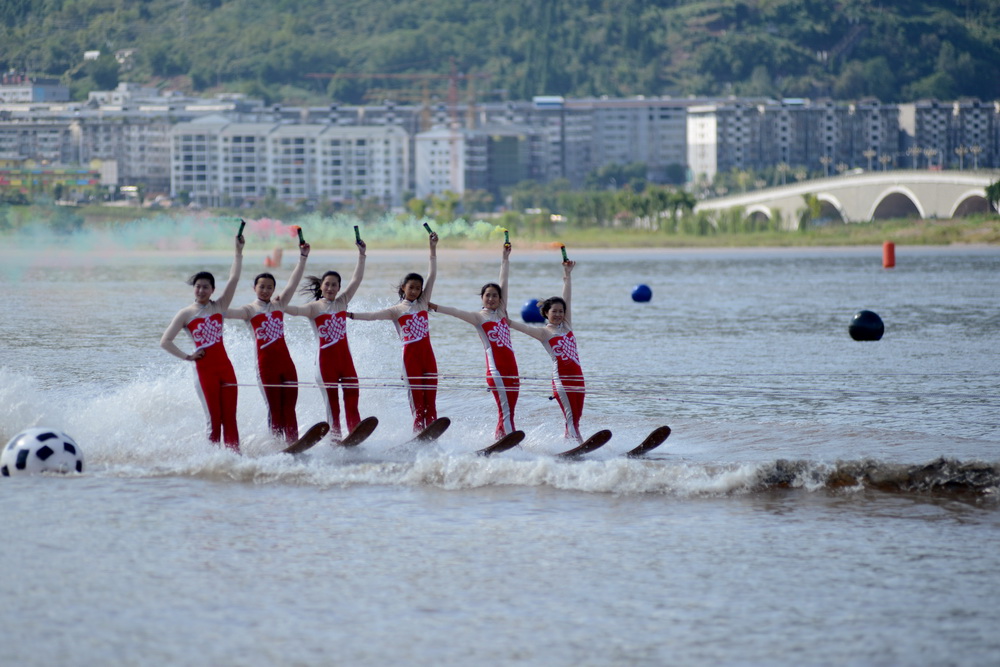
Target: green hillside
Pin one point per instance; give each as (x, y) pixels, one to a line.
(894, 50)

--

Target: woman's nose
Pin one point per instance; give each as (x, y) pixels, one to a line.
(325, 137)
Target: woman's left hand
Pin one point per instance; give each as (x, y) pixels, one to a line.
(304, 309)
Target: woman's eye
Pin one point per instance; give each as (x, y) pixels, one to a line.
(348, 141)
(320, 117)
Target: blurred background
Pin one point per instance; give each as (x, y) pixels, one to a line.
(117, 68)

---

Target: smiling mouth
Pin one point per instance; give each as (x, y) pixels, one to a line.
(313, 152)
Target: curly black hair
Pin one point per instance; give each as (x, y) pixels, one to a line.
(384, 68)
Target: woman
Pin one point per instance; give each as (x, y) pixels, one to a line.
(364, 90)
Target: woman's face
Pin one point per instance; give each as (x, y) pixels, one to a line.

- **依頼**: 上の一覧で「woman」という語を含む行をすべて探し、それらの行を一行ずつ書き写してください。

- **想定回答**:
Target: woman's nose
Target: woman's left hand
Target: woman's eye
Target: woman
Target: woman's face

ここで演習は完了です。